-- start DATASET EXCERPTS --

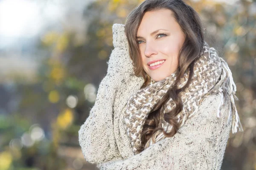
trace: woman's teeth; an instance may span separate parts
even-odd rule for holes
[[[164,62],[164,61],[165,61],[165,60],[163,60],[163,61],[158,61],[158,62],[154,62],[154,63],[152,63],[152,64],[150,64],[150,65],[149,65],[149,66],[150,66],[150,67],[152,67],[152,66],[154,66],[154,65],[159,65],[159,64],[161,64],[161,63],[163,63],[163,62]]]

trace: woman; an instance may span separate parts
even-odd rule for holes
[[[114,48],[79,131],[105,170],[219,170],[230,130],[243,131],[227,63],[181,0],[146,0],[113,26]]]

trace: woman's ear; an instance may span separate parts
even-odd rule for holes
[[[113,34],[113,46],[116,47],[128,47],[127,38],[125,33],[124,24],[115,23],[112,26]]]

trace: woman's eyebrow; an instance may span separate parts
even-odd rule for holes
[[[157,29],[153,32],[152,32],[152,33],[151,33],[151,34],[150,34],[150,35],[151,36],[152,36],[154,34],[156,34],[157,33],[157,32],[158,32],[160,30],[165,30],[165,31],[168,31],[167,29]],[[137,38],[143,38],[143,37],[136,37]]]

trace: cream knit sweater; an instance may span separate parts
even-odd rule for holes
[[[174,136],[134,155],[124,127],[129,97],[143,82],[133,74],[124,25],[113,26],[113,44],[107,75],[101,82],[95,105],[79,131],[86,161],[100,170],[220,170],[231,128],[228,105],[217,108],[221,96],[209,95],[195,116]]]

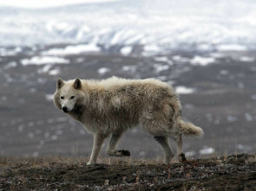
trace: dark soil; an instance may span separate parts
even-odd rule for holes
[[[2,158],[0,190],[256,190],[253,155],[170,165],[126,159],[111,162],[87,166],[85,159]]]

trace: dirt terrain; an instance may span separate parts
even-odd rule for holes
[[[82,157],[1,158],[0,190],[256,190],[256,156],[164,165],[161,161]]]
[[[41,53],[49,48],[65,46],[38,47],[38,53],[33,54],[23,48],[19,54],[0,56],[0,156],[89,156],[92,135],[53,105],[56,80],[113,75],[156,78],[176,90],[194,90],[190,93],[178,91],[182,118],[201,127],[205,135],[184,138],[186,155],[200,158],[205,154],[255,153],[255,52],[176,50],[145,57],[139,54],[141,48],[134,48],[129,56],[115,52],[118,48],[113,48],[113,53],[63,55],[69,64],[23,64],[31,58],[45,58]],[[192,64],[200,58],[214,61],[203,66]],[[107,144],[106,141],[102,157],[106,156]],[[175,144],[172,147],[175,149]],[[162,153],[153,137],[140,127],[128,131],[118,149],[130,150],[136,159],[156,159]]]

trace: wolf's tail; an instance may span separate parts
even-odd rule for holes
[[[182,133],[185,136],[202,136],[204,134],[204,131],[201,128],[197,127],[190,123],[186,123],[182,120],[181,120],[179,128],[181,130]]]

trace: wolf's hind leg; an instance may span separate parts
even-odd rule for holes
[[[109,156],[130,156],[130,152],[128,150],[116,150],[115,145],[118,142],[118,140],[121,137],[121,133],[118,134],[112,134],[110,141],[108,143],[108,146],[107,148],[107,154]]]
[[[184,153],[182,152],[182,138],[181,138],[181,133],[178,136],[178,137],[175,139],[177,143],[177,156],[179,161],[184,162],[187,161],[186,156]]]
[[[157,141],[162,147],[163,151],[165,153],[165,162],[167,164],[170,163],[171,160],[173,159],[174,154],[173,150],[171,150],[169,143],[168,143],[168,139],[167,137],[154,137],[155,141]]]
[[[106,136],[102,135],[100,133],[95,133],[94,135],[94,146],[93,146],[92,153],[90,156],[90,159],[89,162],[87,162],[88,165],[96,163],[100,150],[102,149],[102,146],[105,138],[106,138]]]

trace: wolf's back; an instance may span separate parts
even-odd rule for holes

-- end DATASET EXCERPTS --

_STATED GOAL:_
In the records above, find the line containing "trace: cream knit". Reproduce it and every line after it through the last line, omitting pictures.

_OUTPUT OF THE EXERCISE:_
trace: cream knit sweater; an instance may span separate parts
even-odd rule for holes
[[[174,136],[134,155],[124,127],[129,97],[143,82],[133,74],[124,25],[113,26],[113,44],[107,75],[101,82],[95,105],[79,131],[86,161],[100,170],[220,170],[231,128],[228,105],[217,108],[221,96],[209,95],[195,116]]]

trace: dark soil; an instance may span separate parts
even-odd rule for holes
[[[2,158],[0,190],[256,190],[253,155],[170,165],[126,159],[111,162],[87,166],[85,159]]]

trace: dirt terrain; an instance may span separate parts
even-odd rule for holes
[[[82,157],[1,158],[0,190],[256,190],[256,156],[164,165],[161,161]]]
[[[41,53],[49,48],[65,46],[38,47],[38,53],[33,54],[23,48],[19,54],[0,56],[0,156],[89,156],[92,135],[53,105],[56,80],[113,75],[156,78],[176,90],[194,90],[190,93],[178,91],[182,118],[201,127],[205,135],[184,138],[186,155],[200,158],[205,154],[255,153],[255,52],[176,50],[145,57],[139,54],[141,48],[134,48],[129,56],[115,52],[118,48],[113,48],[113,53],[63,55],[69,64],[23,64],[31,58],[45,58]],[[192,64],[200,58],[214,61],[203,66]],[[107,144],[106,141],[102,157],[106,156]],[[175,144],[172,147],[175,149]],[[162,153],[153,137],[140,127],[128,131],[118,149],[130,150],[136,159],[156,159]]]

trace: wolf's tail; an instance may span separate parts
even-odd rule for holes
[[[182,133],[185,136],[202,136],[204,134],[204,131],[201,128],[197,127],[190,123],[186,123],[182,120],[181,120],[179,128],[181,130]]]

trace: wolf's hind leg; an instance may span separate parts
even-odd rule for holes
[[[109,156],[130,156],[130,152],[128,150],[116,150],[115,145],[118,142],[118,140],[121,137],[121,133],[118,134],[112,134],[110,141],[108,143],[108,146],[107,148],[107,154]]]
[[[184,153],[182,152],[182,138],[181,138],[181,133],[178,136],[178,137],[175,139],[177,143],[177,156],[179,161],[184,162],[187,161],[186,156]]]
[[[157,141],[162,147],[163,151],[165,153],[165,162],[167,164],[170,163],[171,160],[173,159],[174,154],[173,150],[171,150],[169,143],[168,143],[168,139],[167,137],[154,137],[155,141]]]
[[[106,136],[102,135],[100,133],[95,133],[94,135],[94,146],[93,146],[92,153],[90,156],[90,159],[89,162],[87,162],[88,165],[96,163],[100,150],[102,149],[102,146],[105,138],[106,138]]]

trace: wolf's back; an instance may span separate parts
even-odd rule for holes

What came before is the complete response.